**Written instruction**
Edit the listing lines starting at the line containing "Ground large leafy" and ending at the line containing "451, 1039, 500]]" by changing "yellow brick wall" to "tan brick wall". Return only those lines, with everything else unchanged.
* * * *
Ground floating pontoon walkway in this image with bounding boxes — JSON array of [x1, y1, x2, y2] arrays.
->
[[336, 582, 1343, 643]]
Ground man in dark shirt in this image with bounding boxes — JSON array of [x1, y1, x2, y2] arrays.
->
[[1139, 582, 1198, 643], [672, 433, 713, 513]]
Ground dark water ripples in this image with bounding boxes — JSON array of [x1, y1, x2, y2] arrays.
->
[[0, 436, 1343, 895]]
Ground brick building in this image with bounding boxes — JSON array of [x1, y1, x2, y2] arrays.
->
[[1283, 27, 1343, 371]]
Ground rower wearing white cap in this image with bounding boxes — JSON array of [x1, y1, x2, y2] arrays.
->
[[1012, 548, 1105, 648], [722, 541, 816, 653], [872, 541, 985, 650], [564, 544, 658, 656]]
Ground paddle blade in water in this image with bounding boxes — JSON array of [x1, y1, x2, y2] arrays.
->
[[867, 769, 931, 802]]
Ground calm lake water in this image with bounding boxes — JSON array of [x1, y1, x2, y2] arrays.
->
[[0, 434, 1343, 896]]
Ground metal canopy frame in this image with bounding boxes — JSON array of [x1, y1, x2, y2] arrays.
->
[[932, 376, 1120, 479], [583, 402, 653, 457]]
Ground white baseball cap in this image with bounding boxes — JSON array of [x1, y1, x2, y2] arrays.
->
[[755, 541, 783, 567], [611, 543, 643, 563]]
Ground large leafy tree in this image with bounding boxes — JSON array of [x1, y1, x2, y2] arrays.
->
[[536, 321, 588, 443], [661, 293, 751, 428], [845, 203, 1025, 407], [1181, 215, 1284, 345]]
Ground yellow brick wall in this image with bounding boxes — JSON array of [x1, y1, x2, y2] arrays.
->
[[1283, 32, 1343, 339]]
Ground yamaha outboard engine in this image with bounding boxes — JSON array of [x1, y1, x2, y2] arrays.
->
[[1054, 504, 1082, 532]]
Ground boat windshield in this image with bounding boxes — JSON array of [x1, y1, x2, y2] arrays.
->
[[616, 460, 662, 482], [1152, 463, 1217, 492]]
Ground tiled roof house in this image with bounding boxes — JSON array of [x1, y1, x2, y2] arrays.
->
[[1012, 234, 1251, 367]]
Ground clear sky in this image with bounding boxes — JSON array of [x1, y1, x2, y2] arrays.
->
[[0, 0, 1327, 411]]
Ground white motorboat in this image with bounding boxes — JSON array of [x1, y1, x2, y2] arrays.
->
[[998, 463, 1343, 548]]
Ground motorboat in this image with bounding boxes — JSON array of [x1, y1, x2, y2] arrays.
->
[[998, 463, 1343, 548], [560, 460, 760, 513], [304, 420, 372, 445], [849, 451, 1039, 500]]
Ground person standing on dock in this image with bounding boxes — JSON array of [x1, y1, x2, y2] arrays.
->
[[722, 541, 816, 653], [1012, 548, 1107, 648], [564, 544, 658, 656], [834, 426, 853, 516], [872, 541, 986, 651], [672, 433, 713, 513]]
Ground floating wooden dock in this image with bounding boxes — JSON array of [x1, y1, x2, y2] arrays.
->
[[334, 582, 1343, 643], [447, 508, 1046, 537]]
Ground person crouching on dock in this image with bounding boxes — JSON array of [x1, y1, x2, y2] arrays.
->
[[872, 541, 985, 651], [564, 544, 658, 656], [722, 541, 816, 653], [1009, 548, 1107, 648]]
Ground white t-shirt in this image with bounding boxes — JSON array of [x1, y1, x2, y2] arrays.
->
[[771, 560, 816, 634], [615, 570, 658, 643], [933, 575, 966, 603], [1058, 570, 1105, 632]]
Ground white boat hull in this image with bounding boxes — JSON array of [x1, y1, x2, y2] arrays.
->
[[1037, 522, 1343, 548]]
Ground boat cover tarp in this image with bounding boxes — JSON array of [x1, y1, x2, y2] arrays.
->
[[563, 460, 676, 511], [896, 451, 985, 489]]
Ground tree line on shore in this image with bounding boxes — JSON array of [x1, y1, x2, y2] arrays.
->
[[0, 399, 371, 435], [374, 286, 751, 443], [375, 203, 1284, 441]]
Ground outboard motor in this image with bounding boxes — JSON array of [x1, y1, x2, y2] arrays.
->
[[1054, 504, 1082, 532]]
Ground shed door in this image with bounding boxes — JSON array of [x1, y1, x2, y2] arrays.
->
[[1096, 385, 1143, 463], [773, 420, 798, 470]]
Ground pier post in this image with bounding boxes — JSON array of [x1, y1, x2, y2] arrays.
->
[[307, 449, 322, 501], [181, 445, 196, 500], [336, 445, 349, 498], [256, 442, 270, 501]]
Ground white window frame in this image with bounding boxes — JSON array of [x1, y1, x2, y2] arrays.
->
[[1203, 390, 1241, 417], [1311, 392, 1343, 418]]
* * * *
**Output of the task**
Ground large leafy tree in this image with bounding boxes — JSON array of [x1, y1, x2, y2] arrays.
->
[[536, 321, 588, 443], [661, 293, 751, 428], [845, 203, 1025, 407], [1181, 215, 1284, 345]]
Ground tan brick wall in this image with bounding boxes — JSON array of [x1, y1, x2, y2] arrays.
->
[[1283, 32, 1343, 339]]
Ground yamaha outboard engine in this image with bounding boxes — JSON array of [x1, y1, x2, y2] arrays.
->
[[1054, 504, 1082, 532]]
Ground boat windshield in this image with bounding boxes — JSON array of [x1, y1, x2, y2] arrays.
->
[[616, 460, 662, 482], [1152, 463, 1217, 492]]
Ground tiled roof house in this image with bounding boxes — JSON array of [x1, y1, x2, y2] arrays.
->
[[1012, 234, 1251, 367]]
Ground clear sky in this image with bounding boxes — JSON array of [x1, y1, x2, y2] arrays.
->
[[0, 0, 1327, 411]]
Ground white motorboat in this image with bounding boxes — JSON array of [x1, y1, x2, y2] arrays.
->
[[998, 463, 1343, 548]]
Ground motorboat in this image with bounding boxes — JSON array of [x1, y1, x2, y2] arrays.
->
[[998, 463, 1343, 548], [560, 460, 760, 513], [304, 420, 372, 445], [849, 451, 1039, 500]]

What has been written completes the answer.